BEGIN Stored data

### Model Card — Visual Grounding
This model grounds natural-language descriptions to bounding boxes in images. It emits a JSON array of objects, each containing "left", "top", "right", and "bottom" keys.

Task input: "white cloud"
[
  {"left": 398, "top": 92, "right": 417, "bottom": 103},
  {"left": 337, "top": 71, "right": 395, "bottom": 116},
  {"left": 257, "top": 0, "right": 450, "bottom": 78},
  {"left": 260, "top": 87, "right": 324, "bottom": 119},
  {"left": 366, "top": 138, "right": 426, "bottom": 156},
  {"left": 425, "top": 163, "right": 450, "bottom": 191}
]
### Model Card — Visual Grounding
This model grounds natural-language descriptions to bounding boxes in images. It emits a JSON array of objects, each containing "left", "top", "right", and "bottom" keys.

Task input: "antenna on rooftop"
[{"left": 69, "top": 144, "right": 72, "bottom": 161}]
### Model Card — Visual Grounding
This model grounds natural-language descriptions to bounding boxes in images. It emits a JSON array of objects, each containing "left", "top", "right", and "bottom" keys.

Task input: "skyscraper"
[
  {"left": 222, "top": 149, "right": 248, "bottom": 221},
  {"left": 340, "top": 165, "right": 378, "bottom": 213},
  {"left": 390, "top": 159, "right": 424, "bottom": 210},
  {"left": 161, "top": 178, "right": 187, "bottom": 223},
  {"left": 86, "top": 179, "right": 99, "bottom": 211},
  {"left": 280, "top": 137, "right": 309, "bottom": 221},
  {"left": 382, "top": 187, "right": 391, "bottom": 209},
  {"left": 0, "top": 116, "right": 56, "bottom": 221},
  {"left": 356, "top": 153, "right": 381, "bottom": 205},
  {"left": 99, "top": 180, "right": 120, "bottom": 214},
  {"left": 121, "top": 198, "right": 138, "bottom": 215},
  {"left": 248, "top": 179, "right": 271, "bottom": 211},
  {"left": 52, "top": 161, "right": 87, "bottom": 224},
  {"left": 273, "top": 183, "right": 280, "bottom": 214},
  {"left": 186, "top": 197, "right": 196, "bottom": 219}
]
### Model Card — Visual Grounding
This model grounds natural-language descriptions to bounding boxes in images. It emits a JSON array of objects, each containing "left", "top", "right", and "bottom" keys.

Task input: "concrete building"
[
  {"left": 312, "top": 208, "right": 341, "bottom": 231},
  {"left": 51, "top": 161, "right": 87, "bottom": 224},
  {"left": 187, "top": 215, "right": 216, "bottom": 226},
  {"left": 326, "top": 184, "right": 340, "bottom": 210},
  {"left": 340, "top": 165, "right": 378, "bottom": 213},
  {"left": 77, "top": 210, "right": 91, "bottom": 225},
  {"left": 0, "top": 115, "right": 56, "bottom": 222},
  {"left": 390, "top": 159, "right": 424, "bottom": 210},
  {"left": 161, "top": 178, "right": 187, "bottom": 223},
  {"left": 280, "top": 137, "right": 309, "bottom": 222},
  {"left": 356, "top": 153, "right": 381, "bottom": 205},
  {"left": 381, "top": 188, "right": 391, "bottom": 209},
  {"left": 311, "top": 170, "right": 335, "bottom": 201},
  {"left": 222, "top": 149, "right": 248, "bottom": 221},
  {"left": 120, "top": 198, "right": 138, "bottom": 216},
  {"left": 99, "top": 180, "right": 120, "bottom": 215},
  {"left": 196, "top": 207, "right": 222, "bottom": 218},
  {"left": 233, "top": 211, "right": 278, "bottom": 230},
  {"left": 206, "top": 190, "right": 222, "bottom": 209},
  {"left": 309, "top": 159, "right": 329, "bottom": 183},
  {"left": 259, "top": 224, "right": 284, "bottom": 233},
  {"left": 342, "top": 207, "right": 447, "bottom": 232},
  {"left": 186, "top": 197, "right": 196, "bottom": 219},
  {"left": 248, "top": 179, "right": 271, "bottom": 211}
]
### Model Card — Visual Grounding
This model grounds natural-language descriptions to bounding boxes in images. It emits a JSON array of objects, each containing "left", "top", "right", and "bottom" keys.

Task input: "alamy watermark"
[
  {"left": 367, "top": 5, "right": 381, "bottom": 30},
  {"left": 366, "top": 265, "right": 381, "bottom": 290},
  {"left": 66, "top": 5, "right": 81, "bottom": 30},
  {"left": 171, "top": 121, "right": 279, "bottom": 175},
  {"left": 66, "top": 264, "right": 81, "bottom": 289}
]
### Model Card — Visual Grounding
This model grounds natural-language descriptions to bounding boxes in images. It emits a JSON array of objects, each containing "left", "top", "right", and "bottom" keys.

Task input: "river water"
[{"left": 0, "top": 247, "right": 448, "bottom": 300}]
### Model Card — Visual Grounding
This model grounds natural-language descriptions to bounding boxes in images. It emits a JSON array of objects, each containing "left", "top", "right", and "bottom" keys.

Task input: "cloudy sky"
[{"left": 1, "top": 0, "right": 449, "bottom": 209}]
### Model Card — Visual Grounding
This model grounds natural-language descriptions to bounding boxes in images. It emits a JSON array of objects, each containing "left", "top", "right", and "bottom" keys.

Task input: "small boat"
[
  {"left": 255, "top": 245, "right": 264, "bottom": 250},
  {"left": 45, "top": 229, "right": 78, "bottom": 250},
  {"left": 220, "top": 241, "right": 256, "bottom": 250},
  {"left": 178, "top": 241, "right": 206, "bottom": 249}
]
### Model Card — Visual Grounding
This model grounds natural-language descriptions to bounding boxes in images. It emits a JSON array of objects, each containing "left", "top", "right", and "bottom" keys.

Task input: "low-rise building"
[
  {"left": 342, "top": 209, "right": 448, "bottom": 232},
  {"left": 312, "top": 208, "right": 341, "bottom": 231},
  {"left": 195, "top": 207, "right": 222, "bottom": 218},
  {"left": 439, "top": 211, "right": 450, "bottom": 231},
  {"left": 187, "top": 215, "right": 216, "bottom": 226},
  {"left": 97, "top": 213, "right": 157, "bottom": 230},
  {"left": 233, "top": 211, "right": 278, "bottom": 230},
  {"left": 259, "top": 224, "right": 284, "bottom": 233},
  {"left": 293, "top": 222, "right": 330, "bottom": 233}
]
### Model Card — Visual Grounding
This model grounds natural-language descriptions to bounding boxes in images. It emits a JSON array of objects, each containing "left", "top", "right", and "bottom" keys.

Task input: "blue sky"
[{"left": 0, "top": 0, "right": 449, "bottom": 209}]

END Stored data

__Work required__.
All of the data above should be set down again exactly.

__Solution for this task__.
### Model Card — Visual Grounding
This model grounds natural-language descriptions to bounding boxes in images. It emits a JSON array of objects, each containing "left", "top", "right", and "bottom" keys.

Task input: "white cloud"
[
  {"left": 398, "top": 92, "right": 417, "bottom": 103},
  {"left": 337, "top": 71, "right": 395, "bottom": 116},
  {"left": 257, "top": 0, "right": 450, "bottom": 78},
  {"left": 260, "top": 87, "right": 324, "bottom": 119},
  {"left": 366, "top": 138, "right": 426, "bottom": 156},
  {"left": 425, "top": 163, "right": 450, "bottom": 191}
]
### Model Card — Visual Grounding
This model grounds natural-language descriptions to bounding boxes in images. It emits a JSON array of objects, each containing "left", "top", "right", and "bottom" keys.

Task input: "antenna on rooftop"
[{"left": 69, "top": 144, "right": 72, "bottom": 161}]
### Model Card — Visual Grounding
This model grounds natural-language descriptions to bounding boxes in images. It emits a JSON array of objects, each containing "left", "top", "right", and "bottom" keys.

Task input: "skyscraper"
[
  {"left": 222, "top": 149, "right": 248, "bottom": 221},
  {"left": 340, "top": 165, "right": 378, "bottom": 213},
  {"left": 390, "top": 159, "right": 424, "bottom": 210},
  {"left": 161, "top": 178, "right": 187, "bottom": 223},
  {"left": 86, "top": 179, "right": 99, "bottom": 211},
  {"left": 280, "top": 137, "right": 309, "bottom": 221},
  {"left": 382, "top": 187, "right": 391, "bottom": 209},
  {"left": 0, "top": 116, "right": 56, "bottom": 221},
  {"left": 356, "top": 153, "right": 381, "bottom": 205},
  {"left": 99, "top": 180, "right": 120, "bottom": 214},
  {"left": 121, "top": 198, "right": 138, "bottom": 215},
  {"left": 248, "top": 179, "right": 271, "bottom": 211},
  {"left": 52, "top": 161, "right": 87, "bottom": 224},
  {"left": 273, "top": 183, "right": 280, "bottom": 214},
  {"left": 186, "top": 197, "right": 196, "bottom": 219}
]
### Model Card — Visual Grounding
This model grounds natural-language descriptions to bounding boxes in images. It emits a JSON array of objects, each containing "left", "top", "right", and "bottom" keys.

Task input: "concrete building"
[
  {"left": 312, "top": 208, "right": 341, "bottom": 231},
  {"left": 51, "top": 161, "right": 87, "bottom": 224},
  {"left": 187, "top": 215, "right": 216, "bottom": 226},
  {"left": 326, "top": 184, "right": 340, "bottom": 210},
  {"left": 340, "top": 165, "right": 378, "bottom": 213},
  {"left": 77, "top": 210, "right": 91, "bottom": 225},
  {"left": 0, "top": 115, "right": 56, "bottom": 222},
  {"left": 390, "top": 159, "right": 424, "bottom": 210},
  {"left": 161, "top": 178, "right": 187, "bottom": 223},
  {"left": 280, "top": 137, "right": 309, "bottom": 222},
  {"left": 356, "top": 153, "right": 381, "bottom": 205},
  {"left": 381, "top": 188, "right": 391, "bottom": 209},
  {"left": 311, "top": 170, "right": 335, "bottom": 201},
  {"left": 222, "top": 149, "right": 248, "bottom": 221},
  {"left": 120, "top": 198, "right": 138, "bottom": 216},
  {"left": 99, "top": 180, "right": 120, "bottom": 215},
  {"left": 196, "top": 207, "right": 222, "bottom": 218},
  {"left": 233, "top": 211, "right": 278, "bottom": 230},
  {"left": 206, "top": 190, "right": 222, "bottom": 209},
  {"left": 309, "top": 159, "right": 329, "bottom": 183},
  {"left": 259, "top": 224, "right": 284, "bottom": 233},
  {"left": 342, "top": 207, "right": 447, "bottom": 232},
  {"left": 186, "top": 197, "right": 196, "bottom": 219},
  {"left": 248, "top": 179, "right": 271, "bottom": 211}
]
### Model Card — Visual Grounding
This model grounds natural-language descriptions to bounding boxes in images. It emits a JSON array of objects, each containing "left", "top", "right", and "bottom" keys.

Task input: "alamy watermark"
[
  {"left": 367, "top": 5, "right": 381, "bottom": 30},
  {"left": 366, "top": 265, "right": 381, "bottom": 290},
  {"left": 66, "top": 5, "right": 81, "bottom": 30},
  {"left": 171, "top": 121, "right": 279, "bottom": 175},
  {"left": 66, "top": 264, "right": 81, "bottom": 289}
]
### Model Card — Visual Grounding
This model grounds natural-language descriptions to bounding boxes in images. It emits a JSON array of objects, each containing "left", "top", "right", and "bottom" keys.

Task input: "river water"
[{"left": 0, "top": 247, "right": 448, "bottom": 300}]
### Model Card — Visual Grounding
This model grounds natural-language descriptions to bounding boxes in images. It emits a JSON array of objects, each containing "left", "top", "right", and "bottom" keys.

Task input: "cloudy sky"
[{"left": 1, "top": 0, "right": 449, "bottom": 209}]
### Model Card — Visual Grounding
This model grounds natural-language descriptions to bounding boxes in images. It emits a JSON array of objects, each containing "left", "top", "right", and "bottom" keys.

Task input: "small boat"
[
  {"left": 255, "top": 245, "right": 264, "bottom": 250},
  {"left": 45, "top": 229, "right": 78, "bottom": 250},
  {"left": 220, "top": 241, "right": 256, "bottom": 250},
  {"left": 178, "top": 241, "right": 206, "bottom": 249}
]
### Model Card — Visual Grounding
This model grounds natural-language descriptions to bounding boxes in images. It emits a JSON array of objects, each containing "left", "top", "right", and "bottom" keys.

Task input: "low-rise building"
[
  {"left": 342, "top": 209, "right": 448, "bottom": 232},
  {"left": 312, "top": 208, "right": 341, "bottom": 231},
  {"left": 195, "top": 207, "right": 222, "bottom": 218},
  {"left": 439, "top": 211, "right": 450, "bottom": 231},
  {"left": 187, "top": 215, "right": 216, "bottom": 226},
  {"left": 97, "top": 213, "right": 157, "bottom": 230},
  {"left": 233, "top": 211, "right": 278, "bottom": 230},
  {"left": 259, "top": 224, "right": 284, "bottom": 233},
  {"left": 293, "top": 222, "right": 330, "bottom": 233}
]
### Model Card — Visual Grounding
This model grounds natural-language descriptions to bounding boxes in images. It emits a JSON array of objects, each containing "left", "top", "right", and "bottom" keys.

Task input: "blue sky"
[{"left": 0, "top": 0, "right": 449, "bottom": 209}]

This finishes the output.